§ What to produce: Set down exactly the lines running from the line with "Objective — one point per instance of the snow bank" to the end of the listing below, both ends included.

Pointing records
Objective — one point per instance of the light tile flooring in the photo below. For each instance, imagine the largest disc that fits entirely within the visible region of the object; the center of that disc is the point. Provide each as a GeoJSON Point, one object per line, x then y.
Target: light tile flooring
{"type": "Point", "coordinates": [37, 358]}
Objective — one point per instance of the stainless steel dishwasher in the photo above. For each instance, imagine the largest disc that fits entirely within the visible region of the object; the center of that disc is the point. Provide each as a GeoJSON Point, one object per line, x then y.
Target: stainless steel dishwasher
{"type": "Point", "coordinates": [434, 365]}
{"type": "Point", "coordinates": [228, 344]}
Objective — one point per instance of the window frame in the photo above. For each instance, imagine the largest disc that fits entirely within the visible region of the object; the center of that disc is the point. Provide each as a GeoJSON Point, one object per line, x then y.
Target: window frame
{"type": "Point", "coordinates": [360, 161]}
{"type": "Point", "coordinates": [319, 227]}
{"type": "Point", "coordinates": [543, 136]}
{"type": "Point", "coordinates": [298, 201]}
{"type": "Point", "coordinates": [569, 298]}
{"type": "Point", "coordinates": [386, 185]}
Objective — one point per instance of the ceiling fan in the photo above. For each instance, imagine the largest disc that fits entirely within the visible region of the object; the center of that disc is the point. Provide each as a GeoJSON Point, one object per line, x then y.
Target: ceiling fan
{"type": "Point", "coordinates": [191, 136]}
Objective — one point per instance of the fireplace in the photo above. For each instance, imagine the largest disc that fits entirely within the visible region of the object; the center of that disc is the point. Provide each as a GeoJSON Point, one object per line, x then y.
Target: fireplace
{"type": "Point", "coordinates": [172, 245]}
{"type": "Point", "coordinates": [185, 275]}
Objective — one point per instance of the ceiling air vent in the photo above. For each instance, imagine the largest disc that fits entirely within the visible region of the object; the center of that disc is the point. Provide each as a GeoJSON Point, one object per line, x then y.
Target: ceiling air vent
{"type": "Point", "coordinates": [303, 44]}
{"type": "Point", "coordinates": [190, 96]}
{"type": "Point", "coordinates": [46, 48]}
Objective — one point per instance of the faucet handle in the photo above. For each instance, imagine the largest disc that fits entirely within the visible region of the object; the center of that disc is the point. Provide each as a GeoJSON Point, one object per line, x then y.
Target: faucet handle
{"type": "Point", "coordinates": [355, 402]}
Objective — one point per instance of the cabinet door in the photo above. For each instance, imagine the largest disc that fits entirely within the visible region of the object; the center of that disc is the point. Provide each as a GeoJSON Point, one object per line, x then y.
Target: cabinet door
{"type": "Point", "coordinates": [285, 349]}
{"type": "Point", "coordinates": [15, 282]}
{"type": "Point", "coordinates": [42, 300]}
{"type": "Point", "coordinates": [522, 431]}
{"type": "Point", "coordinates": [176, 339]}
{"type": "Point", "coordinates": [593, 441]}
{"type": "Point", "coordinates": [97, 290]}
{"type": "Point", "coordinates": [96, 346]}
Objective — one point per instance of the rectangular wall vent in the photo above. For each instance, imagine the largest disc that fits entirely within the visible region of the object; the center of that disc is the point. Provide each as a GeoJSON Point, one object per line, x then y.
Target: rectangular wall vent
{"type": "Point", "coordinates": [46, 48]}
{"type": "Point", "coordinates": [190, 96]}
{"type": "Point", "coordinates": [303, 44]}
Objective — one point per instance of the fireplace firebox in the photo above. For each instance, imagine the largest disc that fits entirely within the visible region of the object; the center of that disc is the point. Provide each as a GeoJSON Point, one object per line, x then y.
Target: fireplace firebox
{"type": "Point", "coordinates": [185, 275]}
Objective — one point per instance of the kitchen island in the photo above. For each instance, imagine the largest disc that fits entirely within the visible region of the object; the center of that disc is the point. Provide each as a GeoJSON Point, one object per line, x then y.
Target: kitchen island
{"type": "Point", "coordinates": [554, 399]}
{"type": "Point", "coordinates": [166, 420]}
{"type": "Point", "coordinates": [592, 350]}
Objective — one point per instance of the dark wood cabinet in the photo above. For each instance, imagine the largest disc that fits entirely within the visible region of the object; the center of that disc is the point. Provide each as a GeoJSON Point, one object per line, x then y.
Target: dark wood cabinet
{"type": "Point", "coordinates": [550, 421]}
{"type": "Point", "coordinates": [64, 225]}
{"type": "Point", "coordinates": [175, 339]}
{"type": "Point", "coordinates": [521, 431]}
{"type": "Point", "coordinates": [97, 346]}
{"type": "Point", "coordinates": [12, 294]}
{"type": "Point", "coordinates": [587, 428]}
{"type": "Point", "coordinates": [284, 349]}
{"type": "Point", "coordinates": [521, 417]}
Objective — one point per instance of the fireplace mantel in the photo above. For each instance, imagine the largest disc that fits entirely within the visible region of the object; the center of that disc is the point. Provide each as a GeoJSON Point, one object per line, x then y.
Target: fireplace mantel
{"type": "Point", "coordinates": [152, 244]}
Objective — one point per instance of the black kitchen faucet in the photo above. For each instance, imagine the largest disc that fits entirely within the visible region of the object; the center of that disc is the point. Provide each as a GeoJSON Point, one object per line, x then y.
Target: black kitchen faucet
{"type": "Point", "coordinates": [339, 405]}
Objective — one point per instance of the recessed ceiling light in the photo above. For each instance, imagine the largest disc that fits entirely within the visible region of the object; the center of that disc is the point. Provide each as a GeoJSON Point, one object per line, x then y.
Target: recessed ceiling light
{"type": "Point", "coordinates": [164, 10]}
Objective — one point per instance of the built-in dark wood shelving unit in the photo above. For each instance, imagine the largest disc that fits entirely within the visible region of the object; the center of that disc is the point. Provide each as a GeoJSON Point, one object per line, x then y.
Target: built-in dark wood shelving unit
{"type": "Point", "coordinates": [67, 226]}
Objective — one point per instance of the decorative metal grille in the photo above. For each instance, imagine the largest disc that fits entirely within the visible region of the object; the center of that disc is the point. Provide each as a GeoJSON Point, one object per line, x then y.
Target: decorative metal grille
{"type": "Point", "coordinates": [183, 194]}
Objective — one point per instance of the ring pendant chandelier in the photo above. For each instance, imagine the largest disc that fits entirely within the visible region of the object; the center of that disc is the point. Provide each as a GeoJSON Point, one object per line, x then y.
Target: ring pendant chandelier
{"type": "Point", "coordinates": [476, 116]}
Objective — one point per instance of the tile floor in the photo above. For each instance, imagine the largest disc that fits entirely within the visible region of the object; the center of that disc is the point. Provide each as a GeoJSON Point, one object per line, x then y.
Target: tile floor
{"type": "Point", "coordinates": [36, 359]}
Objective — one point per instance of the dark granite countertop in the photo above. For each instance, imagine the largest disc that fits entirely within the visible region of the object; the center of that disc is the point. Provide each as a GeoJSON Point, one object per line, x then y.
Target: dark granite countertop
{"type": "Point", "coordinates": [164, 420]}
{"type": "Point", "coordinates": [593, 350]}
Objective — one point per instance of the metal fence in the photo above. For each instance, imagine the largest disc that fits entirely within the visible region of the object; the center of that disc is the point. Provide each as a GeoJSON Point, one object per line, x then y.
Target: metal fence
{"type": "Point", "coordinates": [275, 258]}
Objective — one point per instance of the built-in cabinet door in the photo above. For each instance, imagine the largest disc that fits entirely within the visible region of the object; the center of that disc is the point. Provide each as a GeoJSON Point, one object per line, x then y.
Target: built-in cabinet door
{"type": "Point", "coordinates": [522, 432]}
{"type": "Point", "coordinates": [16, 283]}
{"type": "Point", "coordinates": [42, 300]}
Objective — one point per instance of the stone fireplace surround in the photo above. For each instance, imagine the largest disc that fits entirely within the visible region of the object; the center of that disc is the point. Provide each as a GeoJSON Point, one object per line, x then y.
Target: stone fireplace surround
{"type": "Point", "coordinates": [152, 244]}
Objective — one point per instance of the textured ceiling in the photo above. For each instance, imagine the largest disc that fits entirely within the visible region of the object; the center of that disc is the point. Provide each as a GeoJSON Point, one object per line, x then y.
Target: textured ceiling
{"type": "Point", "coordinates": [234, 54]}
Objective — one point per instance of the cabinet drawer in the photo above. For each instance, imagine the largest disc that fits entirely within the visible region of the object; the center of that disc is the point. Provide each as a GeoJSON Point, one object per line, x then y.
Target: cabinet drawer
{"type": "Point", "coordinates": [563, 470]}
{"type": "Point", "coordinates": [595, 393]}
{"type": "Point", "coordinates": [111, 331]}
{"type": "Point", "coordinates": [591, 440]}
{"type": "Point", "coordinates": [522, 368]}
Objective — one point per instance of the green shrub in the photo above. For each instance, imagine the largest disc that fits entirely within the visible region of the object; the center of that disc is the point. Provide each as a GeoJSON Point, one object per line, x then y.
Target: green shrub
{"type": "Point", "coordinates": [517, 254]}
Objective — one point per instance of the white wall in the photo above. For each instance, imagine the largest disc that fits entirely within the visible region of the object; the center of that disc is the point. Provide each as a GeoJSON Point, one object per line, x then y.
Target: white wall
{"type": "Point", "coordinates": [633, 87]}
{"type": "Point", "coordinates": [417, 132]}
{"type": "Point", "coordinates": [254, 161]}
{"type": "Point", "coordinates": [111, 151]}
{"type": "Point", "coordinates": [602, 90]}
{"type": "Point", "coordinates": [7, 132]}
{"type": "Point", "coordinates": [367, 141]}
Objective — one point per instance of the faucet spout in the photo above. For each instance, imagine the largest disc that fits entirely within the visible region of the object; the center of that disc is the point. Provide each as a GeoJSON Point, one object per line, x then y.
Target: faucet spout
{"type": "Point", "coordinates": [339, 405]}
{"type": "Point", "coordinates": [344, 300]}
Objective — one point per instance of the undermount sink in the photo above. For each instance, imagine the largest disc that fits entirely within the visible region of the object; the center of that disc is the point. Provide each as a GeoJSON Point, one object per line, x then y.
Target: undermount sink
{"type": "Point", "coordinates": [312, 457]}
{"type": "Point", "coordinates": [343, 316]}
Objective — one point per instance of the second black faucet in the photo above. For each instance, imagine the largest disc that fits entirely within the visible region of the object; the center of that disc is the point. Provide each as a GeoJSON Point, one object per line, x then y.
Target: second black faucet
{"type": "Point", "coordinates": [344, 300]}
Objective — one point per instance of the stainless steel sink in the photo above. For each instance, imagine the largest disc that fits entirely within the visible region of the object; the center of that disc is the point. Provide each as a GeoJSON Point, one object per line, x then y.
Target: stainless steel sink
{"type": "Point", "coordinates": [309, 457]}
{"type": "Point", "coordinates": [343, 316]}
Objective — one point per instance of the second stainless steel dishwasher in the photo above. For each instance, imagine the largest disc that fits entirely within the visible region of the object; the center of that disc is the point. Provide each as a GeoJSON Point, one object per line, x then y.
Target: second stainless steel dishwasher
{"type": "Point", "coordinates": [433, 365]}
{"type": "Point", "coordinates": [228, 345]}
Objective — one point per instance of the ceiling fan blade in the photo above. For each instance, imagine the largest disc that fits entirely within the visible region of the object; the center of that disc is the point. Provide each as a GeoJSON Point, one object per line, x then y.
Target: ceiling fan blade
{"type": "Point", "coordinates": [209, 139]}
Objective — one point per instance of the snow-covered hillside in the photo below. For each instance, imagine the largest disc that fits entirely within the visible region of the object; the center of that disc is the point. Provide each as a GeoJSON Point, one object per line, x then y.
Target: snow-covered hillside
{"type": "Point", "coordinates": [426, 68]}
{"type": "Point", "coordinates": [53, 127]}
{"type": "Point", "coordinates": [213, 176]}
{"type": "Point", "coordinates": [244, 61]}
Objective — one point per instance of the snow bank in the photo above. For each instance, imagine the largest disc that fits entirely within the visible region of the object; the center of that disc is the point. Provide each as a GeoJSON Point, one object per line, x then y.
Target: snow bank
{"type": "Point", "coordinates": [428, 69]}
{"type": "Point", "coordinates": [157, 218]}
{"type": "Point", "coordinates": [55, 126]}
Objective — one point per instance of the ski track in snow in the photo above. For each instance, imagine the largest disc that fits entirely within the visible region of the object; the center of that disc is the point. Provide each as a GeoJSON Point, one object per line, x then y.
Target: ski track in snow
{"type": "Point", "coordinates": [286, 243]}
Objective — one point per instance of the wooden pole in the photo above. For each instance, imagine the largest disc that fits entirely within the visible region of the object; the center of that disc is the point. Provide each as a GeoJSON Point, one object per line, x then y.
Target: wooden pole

§ Solution for this exercise:
Objective — one point per instance of the snow bank in the photo above. For each instance, imagine the largest disc that fits entirely within the visible region of the object; the center of that disc is the point. Provide each as a GeoJSON Point, one object per line, x then y.
Target: snow bank
{"type": "Point", "coordinates": [428, 69]}
{"type": "Point", "coordinates": [157, 218]}
{"type": "Point", "coordinates": [55, 126]}
Objective — one point per instance of the ski track in snow in the photo above. For each instance, imagine the largest disc that fits entirely within the visible region of the object; the center of that disc is the point. Provide each as a GeoJSON Point, one object per line, x then y.
Target: ski track in snow
{"type": "Point", "coordinates": [286, 243]}
Objective — one point per instance of the wooden pole in the photo above. For each instance, imagine the largest disc that fits entirely within the visible region of the object; the center of that disc is the point. Provide each as a GeoJSON Point, one object per line, x then y.
Target: wooden pole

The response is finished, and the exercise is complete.